### The task
Your response should contain each line of the data that includes "dark".

### Free-text object descriptions
====
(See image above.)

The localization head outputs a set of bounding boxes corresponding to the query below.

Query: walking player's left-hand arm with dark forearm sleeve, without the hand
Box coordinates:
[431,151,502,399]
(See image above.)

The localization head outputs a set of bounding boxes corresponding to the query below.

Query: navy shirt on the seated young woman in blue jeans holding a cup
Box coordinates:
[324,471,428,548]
====
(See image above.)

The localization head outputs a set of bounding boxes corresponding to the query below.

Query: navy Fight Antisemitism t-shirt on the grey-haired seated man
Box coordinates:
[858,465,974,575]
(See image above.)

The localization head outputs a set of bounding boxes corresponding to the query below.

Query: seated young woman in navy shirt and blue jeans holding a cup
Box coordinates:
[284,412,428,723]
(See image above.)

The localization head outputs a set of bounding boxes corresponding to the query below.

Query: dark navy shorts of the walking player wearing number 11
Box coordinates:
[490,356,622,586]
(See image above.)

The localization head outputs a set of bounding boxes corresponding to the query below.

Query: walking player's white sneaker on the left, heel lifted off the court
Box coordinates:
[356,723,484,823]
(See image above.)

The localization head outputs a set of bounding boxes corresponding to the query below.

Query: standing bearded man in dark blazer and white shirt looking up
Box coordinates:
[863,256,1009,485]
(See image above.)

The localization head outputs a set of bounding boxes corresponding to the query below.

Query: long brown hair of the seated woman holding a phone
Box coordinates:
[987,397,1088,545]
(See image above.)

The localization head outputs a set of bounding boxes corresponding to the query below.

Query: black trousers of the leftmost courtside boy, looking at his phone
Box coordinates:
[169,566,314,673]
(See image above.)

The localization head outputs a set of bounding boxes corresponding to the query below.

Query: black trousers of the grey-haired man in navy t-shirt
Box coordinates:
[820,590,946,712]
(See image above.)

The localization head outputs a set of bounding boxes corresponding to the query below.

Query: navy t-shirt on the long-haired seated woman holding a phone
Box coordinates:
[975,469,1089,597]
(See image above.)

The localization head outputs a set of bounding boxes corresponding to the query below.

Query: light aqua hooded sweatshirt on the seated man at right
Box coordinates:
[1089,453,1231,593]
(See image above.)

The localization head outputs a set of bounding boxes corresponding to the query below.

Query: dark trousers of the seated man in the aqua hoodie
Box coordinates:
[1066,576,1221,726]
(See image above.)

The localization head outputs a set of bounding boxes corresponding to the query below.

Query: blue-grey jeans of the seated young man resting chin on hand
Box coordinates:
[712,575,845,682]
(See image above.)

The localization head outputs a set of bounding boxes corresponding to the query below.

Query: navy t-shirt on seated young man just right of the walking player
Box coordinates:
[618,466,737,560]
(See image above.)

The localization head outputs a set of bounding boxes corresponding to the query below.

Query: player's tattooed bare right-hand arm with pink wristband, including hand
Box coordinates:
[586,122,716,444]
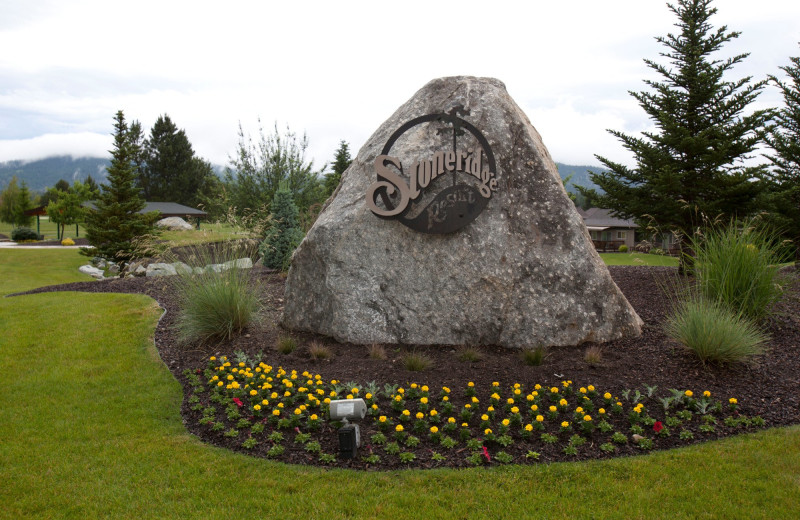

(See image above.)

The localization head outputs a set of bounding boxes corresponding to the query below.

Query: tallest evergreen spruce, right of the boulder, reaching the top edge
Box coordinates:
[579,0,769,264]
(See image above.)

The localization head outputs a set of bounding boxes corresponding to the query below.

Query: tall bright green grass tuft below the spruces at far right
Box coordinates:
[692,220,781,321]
====
### Answer to the problem
Query: walking player's left-hand arm with dark forearm sleeve, without the hand
Query: dark navy shorts of the walking player wearing number 11
Query: standing bearded man in dark blazer and white shirt looking up
Query: dark trousers of the seated man in the aqua hoodie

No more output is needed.